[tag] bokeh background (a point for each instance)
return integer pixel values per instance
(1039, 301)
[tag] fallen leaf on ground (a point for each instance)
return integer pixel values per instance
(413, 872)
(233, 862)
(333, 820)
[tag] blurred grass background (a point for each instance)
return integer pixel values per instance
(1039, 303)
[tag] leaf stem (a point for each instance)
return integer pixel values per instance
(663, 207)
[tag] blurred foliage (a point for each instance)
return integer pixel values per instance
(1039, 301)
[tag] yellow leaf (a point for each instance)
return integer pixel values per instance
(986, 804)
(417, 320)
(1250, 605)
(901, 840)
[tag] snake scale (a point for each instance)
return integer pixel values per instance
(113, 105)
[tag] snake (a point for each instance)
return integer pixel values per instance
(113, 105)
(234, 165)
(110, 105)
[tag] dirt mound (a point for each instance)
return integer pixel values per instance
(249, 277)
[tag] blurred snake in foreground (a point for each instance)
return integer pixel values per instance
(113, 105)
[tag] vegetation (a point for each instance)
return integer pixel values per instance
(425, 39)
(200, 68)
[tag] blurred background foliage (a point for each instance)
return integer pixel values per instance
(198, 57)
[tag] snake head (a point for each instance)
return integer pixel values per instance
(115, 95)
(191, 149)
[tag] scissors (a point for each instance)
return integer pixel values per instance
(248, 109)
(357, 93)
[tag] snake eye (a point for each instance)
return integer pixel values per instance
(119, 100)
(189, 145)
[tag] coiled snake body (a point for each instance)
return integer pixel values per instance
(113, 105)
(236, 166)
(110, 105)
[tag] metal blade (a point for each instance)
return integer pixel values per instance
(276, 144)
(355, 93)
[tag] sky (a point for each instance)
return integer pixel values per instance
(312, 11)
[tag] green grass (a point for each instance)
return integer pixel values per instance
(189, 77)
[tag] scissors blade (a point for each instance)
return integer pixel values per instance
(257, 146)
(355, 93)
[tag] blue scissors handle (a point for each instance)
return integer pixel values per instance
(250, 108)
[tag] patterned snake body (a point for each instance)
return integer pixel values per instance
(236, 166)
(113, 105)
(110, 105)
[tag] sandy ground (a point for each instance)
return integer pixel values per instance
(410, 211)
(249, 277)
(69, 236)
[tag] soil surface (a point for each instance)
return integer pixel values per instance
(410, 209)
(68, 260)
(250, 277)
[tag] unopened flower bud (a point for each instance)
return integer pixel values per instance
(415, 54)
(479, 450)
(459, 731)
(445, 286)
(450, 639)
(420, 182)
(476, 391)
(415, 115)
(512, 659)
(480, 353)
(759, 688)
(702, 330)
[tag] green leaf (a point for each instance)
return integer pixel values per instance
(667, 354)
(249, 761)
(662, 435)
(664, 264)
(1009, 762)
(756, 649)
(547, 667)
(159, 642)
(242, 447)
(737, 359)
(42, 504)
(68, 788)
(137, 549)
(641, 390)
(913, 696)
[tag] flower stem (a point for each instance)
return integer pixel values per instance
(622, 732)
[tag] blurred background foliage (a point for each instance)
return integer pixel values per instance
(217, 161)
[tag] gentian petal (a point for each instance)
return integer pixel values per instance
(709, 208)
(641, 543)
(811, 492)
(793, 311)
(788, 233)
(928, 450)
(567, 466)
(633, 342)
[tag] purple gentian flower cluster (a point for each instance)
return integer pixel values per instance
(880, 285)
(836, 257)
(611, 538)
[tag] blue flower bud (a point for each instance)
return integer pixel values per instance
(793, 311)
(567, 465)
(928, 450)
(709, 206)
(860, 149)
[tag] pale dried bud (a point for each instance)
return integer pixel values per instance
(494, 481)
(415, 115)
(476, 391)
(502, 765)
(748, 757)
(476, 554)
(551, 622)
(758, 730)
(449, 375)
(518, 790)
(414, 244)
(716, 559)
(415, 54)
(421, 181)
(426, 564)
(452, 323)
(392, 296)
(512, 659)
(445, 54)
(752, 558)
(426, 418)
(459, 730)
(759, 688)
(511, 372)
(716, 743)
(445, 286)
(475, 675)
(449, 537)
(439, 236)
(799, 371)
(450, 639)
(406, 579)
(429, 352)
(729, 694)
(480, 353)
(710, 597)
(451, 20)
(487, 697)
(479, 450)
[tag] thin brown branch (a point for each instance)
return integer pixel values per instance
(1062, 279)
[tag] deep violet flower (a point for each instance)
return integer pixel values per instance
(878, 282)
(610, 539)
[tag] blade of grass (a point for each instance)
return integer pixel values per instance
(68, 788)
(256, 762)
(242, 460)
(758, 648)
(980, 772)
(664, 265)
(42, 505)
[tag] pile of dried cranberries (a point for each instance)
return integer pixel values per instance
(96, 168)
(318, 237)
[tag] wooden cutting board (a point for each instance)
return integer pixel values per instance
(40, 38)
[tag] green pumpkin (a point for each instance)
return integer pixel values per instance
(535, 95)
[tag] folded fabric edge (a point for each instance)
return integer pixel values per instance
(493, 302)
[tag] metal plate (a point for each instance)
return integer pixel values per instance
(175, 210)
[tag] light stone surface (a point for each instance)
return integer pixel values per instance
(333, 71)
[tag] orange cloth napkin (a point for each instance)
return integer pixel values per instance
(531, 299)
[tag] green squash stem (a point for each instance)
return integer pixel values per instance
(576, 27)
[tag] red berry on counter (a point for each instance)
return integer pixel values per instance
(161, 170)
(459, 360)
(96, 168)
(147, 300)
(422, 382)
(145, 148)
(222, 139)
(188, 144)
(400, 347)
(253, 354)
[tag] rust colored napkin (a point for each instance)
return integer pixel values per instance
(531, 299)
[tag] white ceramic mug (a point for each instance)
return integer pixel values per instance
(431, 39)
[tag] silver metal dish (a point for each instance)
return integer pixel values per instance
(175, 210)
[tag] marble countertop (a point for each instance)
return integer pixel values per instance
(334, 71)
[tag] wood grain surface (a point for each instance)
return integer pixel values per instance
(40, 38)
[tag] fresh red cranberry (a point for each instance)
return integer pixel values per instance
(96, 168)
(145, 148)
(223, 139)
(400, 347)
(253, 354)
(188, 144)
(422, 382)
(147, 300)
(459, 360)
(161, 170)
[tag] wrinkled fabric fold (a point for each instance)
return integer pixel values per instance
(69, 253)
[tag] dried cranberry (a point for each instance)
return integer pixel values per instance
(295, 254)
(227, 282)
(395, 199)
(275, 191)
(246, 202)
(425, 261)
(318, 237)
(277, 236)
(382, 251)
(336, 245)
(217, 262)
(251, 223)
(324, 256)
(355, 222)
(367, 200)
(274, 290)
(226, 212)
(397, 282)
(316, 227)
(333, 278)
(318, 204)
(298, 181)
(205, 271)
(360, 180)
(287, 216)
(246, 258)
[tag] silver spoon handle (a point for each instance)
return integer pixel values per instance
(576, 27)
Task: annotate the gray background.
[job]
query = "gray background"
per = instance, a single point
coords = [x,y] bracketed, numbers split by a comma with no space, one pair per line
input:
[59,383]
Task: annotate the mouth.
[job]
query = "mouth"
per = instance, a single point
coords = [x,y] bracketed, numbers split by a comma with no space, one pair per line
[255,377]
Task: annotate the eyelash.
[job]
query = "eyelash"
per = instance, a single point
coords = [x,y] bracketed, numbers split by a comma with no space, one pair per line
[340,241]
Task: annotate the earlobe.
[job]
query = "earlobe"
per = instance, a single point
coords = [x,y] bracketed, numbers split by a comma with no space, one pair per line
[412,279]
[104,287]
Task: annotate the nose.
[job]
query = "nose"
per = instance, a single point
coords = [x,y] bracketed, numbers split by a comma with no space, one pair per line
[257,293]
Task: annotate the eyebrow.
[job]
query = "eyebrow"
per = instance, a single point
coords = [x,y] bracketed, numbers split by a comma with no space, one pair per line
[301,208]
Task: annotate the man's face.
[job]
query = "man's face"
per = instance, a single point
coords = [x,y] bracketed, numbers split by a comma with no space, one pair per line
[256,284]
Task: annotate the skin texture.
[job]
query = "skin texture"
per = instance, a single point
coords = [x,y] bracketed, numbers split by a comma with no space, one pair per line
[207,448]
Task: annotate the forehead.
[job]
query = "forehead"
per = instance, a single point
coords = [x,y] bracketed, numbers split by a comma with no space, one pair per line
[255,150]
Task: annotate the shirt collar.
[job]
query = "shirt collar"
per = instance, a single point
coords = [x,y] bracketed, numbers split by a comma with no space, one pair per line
··········
• The request: Take the data above from its beginning through the line that contains "(1039, 303)", and lay out that span as a two-column CSV with the headers input and output. Give one row for each item of text with its answer, putting each in a single quoted field and replacing line breaks with spaces.

• Right answer:
input,output
"[tag] bokeh background (a point for each instance) return integer pixel values per instance","(1039, 301)"
"[tag] fallen leaf on ground (a point for each instance) return integer pixel values per instance","(413, 872) (233, 862) (333, 820)"
"[tag] blurred grass background (a point for each instance) return integer pixel values per instance","(1039, 303)"